Records from a dataset
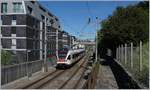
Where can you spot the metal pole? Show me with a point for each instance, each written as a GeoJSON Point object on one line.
{"type": "Point", "coordinates": [141, 56]}
{"type": "Point", "coordinates": [27, 65]}
{"type": "Point", "coordinates": [57, 44]}
{"type": "Point", "coordinates": [96, 35]}
{"type": "Point", "coordinates": [45, 49]}
{"type": "Point", "coordinates": [131, 55]}
{"type": "Point", "coordinates": [125, 58]}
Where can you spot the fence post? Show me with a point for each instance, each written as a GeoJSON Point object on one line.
{"type": "Point", "coordinates": [122, 53]}
{"type": "Point", "coordinates": [141, 56]}
{"type": "Point", "coordinates": [117, 53]}
{"type": "Point", "coordinates": [125, 57]}
{"type": "Point", "coordinates": [131, 55]}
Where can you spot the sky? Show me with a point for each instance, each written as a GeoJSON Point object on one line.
{"type": "Point", "coordinates": [74, 15]}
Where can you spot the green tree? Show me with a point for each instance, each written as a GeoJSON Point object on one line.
{"type": "Point", "coordinates": [126, 24]}
{"type": "Point", "coordinates": [5, 57]}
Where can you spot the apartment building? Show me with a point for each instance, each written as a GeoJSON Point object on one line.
{"type": "Point", "coordinates": [23, 26]}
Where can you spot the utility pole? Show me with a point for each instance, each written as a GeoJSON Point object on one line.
{"type": "Point", "coordinates": [45, 48]}
{"type": "Point", "coordinates": [57, 44]}
{"type": "Point", "coordinates": [96, 36]}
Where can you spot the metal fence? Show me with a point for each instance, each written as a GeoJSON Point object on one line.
{"type": "Point", "coordinates": [133, 60]}
{"type": "Point", "coordinates": [12, 72]}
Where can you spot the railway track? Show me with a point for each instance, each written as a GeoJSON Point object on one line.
{"type": "Point", "coordinates": [62, 81]}
{"type": "Point", "coordinates": [51, 80]}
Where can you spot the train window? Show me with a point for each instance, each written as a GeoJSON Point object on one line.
{"type": "Point", "coordinates": [69, 57]}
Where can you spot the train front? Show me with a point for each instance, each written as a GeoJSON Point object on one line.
{"type": "Point", "coordinates": [62, 54]}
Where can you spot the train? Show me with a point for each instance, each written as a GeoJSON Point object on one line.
{"type": "Point", "coordinates": [69, 57]}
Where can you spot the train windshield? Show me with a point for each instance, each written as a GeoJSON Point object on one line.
{"type": "Point", "coordinates": [62, 53]}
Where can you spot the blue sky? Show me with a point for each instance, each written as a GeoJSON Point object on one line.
{"type": "Point", "coordinates": [73, 15]}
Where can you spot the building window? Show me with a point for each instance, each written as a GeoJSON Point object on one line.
{"type": "Point", "coordinates": [3, 7]}
{"type": "Point", "coordinates": [13, 20]}
{"type": "Point", "coordinates": [14, 17]}
{"type": "Point", "coordinates": [30, 10]}
{"type": "Point", "coordinates": [13, 30]}
{"type": "Point", "coordinates": [17, 7]}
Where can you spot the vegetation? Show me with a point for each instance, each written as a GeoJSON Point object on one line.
{"type": "Point", "coordinates": [125, 25]}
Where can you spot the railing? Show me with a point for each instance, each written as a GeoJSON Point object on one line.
{"type": "Point", "coordinates": [135, 61]}
{"type": "Point", "coordinates": [13, 72]}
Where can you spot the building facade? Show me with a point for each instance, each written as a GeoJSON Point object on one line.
{"type": "Point", "coordinates": [23, 26]}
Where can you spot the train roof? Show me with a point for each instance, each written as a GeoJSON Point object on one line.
{"type": "Point", "coordinates": [73, 51]}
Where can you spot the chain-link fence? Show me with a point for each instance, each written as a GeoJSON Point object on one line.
{"type": "Point", "coordinates": [135, 60]}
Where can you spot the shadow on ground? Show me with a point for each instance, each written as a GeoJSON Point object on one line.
{"type": "Point", "coordinates": [124, 81]}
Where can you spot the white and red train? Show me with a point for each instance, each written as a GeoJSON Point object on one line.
{"type": "Point", "coordinates": [68, 57]}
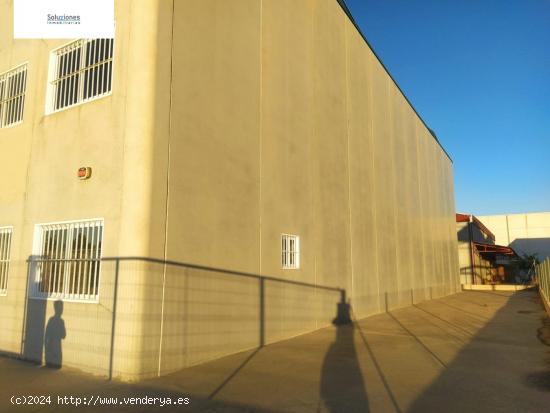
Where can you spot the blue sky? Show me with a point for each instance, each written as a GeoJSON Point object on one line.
{"type": "Point", "coordinates": [478, 72]}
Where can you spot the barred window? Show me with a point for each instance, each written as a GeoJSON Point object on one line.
{"type": "Point", "coordinates": [13, 85]}
{"type": "Point", "coordinates": [69, 260]}
{"type": "Point", "coordinates": [5, 248]}
{"type": "Point", "coordinates": [290, 255]}
{"type": "Point", "coordinates": [79, 72]}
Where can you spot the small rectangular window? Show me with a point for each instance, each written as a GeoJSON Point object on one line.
{"type": "Point", "coordinates": [290, 251]}
{"type": "Point", "coordinates": [69, 258]}
{"type": "Point", "coordinates": [5, 248]}
{"type": "Point", "coordinates": [79, 72]}
{"type": "Point", "coordinates": [13, 85]}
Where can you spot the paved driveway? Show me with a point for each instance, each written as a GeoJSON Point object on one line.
{"type": "Point", "coordinates": [470, 352]}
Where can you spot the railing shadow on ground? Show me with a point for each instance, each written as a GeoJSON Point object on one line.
{"type": "Point", "coordinates": [502, 361]}
{"type": "Point", "coordinates": [332, 369]}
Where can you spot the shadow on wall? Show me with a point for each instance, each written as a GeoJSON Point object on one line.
{"type": "Point", "coordinates": [42, 341]}
{"type": "Point", "coordinates": [55, 332]}
{"type": "Point", "coordinates": [32, 342]}
{"type": "Point", "coordinates": [539, 246]}
{"type": "Point", "coordinates": [342, 386]}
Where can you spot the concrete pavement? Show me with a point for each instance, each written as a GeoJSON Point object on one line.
{"type": "Point", "coordinates": [473, 351]}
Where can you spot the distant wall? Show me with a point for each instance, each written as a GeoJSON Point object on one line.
{"type": "Point", "coordinates": [525, 233]}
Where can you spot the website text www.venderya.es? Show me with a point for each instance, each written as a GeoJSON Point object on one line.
{"type": "Point", "coordinates": [94, 400]}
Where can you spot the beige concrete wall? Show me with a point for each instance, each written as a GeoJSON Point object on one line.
{"type": "Point", "coordinates": [256, 118]}
{"type": "Point", "coordinates": [284, 121]}
{"type": "Point", "coordinates": [118, 137]}
{"type": "Point", "coordinates": [526, 233]}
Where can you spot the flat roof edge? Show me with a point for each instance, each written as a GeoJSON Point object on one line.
{"type": "Point", "coordinates": [347, 11]}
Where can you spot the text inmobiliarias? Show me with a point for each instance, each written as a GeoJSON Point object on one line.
{"type": "Point", "coordinates": [63, 19]}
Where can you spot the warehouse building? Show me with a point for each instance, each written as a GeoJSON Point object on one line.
{"type": "Point", "coordinates": [220, 176]}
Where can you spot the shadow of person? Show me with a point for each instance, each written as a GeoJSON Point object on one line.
{"type": "Point", "coordinates": [55, 332]}
{"type": "Point", "coordinates": [342, 385]}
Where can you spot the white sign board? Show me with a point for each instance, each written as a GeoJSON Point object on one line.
{"type": "Point", "coordinates": [63, 19]}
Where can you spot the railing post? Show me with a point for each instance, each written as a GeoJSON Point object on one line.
{"type": "Point", "coordinates": [115, 297]}
{"type": "Point", "coordinates": [262, 311]}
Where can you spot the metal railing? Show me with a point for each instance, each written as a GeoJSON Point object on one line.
{"type": "Point", "coordinates": [543, 279]}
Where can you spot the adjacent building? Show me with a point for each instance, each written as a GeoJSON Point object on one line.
{"type": "Point", "coordinates": [218, 177]}
{"type": "Point", "coordinates": [527, 234]}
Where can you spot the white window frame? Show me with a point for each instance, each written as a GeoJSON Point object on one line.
{"type": "Point", "coordinates": [55, 56]}
{"type": "Point", "coordinates": [5, 256]}
{"type": "Point", "coordinates": [38, 262]}
{"type": "Point", "coordinates": [290, 252]}
{"type": "Point", "coordinates": [21, 88]}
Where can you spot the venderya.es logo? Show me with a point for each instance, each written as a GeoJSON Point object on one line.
{"type": "Point", "coordinates": [63, 19]}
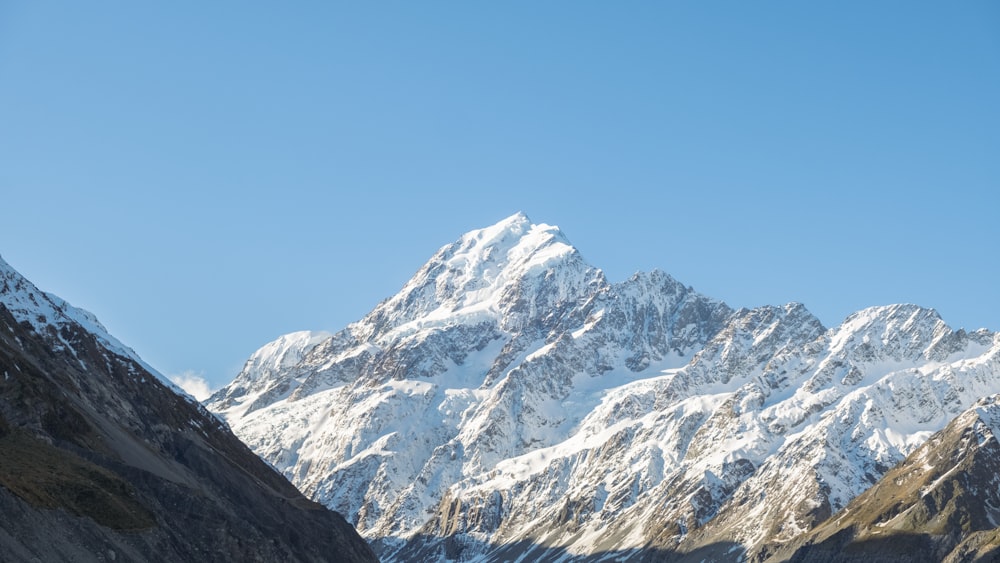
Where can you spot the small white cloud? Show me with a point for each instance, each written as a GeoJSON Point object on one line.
{"type": "Point", "coordinates": [193, 384]}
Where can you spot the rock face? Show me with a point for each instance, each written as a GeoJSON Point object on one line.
{"type": "Point", "coordinates": [941, 504]}
{"type": "Point", "coordinates": [101, 461]}
{"type": "Point", "coordinates": [509, 401]}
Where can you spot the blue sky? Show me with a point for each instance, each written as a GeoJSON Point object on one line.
{"type": "Point", "coordinates": [206, 176]}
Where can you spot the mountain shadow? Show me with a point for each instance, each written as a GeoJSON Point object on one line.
{"type": "Point", "coordinates": [100, 461]}
{"type": "Point", "coordinates": [462, 548]}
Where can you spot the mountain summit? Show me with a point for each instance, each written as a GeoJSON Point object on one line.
{"type": "Point", "coordinates": [510, 401]}
{"type": "Point", "coordinates": [101, 461]}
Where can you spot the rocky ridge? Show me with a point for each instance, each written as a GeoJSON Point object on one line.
{"type": "Point", "coordinates": [510, 401]}
{"type": "Point", "coordinates": [102, 461]}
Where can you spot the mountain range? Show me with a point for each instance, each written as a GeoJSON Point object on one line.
{"type": "Point", "coordinates": [102, 460]}
{"type": "Point", "coordinates": [511, 403]}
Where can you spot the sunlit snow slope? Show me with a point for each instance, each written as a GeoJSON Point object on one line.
{"type": "Point", "coordinates": [509, 401]}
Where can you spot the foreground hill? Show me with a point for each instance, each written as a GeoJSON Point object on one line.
{"type": "Point", "coordinates": [101, 461]}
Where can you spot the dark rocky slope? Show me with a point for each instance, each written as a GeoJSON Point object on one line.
{"type": "Point", "coordinates": [100, 461]}
{"type": "Point", "coordinates": [940, 504]}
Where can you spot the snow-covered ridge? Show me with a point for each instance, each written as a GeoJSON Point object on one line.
{"type": "Point", "coordinates": [47, 313]}
{"type": "Point", "coordinates": [510, 395]}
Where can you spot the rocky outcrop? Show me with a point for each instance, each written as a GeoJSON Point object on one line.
{"type": "Point", "coordinates": [101, 461]}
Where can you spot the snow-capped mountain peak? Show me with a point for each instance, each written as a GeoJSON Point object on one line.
{"type": "Point", "coordinates": [510, 400]}
{"type": "Point", "coordinates": [48, 313]}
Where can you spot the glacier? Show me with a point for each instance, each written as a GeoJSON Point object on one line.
{"type": "Point", "coordinates": [511, 402]}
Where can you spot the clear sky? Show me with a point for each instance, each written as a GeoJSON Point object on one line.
{"type": "Point", "coordinates": [206, 176]}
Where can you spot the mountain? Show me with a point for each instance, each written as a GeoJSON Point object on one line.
{"type": "Point", "coordinates": [941, 504]}
{"type": "Point", "coordinates": [102, 461]}
{"type": "Point", "coordinates": [511, 402]}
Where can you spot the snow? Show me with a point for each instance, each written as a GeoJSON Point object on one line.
{"type": "Point", "coordinates": [508, 376]}
{"type": "Point", "coordinates": [45, 311]}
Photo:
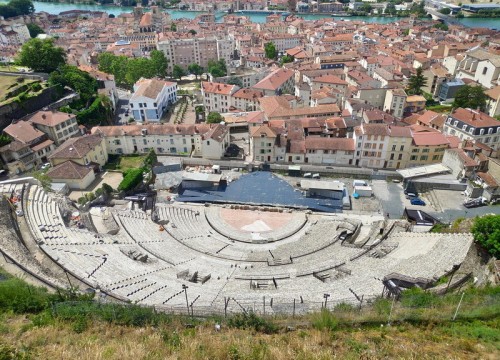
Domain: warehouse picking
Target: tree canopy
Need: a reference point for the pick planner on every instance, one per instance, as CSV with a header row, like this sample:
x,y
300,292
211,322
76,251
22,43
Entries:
x,y
195,69
41,55
16,8
127,71
91,109
214,118
470,97
178,72
34,30
486,231
270,50
417,82
217,68
78,80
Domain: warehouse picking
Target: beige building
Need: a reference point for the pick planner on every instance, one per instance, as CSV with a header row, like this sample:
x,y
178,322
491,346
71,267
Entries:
x,y
394,103
217,96
428,148
57,125
399,147
88,150
76,176
180,139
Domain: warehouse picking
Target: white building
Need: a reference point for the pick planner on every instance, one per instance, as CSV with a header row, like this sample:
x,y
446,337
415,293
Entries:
x,y
217,96
151,98
203,140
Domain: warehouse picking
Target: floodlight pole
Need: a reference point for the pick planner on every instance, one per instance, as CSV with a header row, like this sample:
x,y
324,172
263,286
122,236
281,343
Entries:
x,y
184,287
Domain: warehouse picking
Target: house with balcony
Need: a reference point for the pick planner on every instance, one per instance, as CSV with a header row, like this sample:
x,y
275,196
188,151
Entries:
x,y
481,66
28,149
59,126
151,99
469,124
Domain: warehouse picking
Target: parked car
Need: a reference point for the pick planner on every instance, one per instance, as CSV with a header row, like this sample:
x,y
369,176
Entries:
x,y
472,203
345,235
417,201
232,150
411,195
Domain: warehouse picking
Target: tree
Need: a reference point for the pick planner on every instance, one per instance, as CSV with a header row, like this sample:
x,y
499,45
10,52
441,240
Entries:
x,y
78,80
178,72
217,68
270,50
195,69
214,118
470,97
233,80
5,140
417,82
16,8
286,59
486,231
41,55
159,63
34,30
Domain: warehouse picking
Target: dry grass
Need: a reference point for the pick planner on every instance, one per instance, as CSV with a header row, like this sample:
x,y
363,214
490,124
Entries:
x,y
174,341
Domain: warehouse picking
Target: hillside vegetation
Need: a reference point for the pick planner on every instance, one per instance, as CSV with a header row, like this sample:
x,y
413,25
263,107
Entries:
x,y
37,325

-- What to work on --
Collect every line of the items above that contains the word "vegetation" and copy each one out.

-- Solution to the exercise --
Where can you spot the vegetation? Show me with a point for each instance, each written as a GeoJSON Point object on one line.
Target: hillside vegetation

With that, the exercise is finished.